- [PROBLEM REQUIREMENTS]
Report each line of the records below that contains the string "curation". Matches must respect case.

- [DATASET RECORDS]
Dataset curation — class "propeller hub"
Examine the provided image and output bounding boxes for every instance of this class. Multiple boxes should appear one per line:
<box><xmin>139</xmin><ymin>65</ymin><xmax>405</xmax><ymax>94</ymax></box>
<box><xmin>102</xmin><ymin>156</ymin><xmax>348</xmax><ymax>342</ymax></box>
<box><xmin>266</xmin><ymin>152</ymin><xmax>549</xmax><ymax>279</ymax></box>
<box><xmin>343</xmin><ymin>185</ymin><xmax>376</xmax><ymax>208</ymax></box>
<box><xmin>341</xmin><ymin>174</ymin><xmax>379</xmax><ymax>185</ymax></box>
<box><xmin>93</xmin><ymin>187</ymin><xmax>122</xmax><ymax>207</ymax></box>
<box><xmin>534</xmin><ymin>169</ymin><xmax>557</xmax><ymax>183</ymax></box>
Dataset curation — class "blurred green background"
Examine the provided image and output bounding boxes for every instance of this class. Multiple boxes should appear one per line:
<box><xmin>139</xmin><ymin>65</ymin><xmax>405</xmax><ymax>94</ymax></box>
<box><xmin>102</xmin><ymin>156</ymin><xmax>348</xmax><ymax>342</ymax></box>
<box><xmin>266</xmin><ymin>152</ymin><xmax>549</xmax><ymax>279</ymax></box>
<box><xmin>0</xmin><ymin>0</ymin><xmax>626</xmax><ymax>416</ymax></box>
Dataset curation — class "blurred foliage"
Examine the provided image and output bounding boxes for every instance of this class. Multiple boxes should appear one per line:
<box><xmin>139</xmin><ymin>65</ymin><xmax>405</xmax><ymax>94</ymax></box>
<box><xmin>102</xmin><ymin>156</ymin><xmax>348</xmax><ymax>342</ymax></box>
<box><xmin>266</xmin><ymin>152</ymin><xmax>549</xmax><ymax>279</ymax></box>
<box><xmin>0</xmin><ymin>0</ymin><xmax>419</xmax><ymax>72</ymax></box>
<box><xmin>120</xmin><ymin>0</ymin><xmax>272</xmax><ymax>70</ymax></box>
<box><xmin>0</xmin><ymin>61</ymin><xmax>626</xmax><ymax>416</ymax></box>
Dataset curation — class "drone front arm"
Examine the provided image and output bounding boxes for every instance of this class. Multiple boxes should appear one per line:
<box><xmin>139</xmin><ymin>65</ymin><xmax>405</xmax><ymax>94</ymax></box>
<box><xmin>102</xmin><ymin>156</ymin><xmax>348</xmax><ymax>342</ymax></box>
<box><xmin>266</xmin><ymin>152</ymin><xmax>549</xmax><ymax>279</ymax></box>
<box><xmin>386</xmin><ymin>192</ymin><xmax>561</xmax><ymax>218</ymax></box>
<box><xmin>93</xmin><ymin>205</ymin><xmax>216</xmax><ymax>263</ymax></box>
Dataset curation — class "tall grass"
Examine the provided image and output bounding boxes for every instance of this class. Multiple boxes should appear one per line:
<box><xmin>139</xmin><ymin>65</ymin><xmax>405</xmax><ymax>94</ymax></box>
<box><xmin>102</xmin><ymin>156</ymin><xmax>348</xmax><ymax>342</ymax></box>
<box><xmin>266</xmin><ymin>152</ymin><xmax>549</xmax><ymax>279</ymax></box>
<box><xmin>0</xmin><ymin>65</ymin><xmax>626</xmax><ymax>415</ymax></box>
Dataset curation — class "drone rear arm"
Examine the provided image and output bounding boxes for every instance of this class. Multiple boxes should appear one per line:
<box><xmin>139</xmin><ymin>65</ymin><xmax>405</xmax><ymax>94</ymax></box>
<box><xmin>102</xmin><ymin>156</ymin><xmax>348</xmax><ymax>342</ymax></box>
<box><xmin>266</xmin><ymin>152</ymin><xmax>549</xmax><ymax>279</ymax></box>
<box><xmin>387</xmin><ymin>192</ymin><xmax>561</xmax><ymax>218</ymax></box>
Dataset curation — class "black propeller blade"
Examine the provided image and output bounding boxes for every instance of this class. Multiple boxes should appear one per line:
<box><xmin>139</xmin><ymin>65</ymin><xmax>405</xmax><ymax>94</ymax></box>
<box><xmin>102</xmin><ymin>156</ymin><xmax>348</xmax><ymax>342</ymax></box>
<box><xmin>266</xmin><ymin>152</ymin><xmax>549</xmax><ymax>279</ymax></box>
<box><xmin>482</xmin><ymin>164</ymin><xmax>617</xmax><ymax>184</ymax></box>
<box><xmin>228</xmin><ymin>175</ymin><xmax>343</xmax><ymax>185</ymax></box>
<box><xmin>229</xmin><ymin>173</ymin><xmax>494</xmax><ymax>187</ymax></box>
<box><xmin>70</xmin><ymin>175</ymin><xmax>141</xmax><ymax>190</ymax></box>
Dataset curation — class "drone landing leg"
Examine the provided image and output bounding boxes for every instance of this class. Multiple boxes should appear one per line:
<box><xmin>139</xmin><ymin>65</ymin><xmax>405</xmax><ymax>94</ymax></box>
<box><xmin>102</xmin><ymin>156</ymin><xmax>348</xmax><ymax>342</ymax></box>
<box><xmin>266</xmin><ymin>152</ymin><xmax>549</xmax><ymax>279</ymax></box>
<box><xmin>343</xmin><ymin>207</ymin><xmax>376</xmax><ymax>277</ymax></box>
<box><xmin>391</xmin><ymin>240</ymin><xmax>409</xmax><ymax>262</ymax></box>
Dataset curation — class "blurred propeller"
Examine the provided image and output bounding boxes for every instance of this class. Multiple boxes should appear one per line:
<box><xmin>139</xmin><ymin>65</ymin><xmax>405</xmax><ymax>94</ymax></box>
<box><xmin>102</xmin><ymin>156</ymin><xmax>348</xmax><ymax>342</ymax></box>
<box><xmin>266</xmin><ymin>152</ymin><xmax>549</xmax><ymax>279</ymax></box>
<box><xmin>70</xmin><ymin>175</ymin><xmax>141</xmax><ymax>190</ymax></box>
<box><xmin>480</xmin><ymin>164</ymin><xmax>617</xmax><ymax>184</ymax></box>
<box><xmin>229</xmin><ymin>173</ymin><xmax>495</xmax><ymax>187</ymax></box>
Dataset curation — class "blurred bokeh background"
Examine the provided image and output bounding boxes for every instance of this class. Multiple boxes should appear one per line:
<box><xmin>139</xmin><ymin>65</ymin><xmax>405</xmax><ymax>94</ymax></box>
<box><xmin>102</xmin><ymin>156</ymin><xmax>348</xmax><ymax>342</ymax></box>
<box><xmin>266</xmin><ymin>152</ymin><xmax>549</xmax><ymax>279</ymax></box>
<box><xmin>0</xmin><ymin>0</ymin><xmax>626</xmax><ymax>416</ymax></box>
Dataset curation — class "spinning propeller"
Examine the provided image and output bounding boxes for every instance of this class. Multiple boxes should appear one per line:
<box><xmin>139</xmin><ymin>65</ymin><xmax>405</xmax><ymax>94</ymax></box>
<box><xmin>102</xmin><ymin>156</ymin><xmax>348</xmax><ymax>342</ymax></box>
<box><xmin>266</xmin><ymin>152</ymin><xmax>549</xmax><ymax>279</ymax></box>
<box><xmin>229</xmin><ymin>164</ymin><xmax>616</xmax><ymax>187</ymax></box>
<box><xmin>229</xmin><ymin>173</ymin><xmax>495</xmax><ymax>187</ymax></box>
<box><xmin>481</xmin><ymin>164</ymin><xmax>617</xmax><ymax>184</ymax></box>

- [RESPONSE TO THE EXERCISE]
Dataset curation — class "propeller hub"
Dataset curation — class "blurred green background"
Dataset curation — class "blurred foliage"
Dataset curation — class "drone front arm"
Dataset curation — class "tall grass"
Dataset curation — class "drone rear arm"
Dataset curation — class "black propeller blade"
Dataset curation — class "drone landing leg"
Dataset curation — class "blurred propeller"
Dataset curation — class "blurred bokeh background"
Dataset curation — class "spinning propeller"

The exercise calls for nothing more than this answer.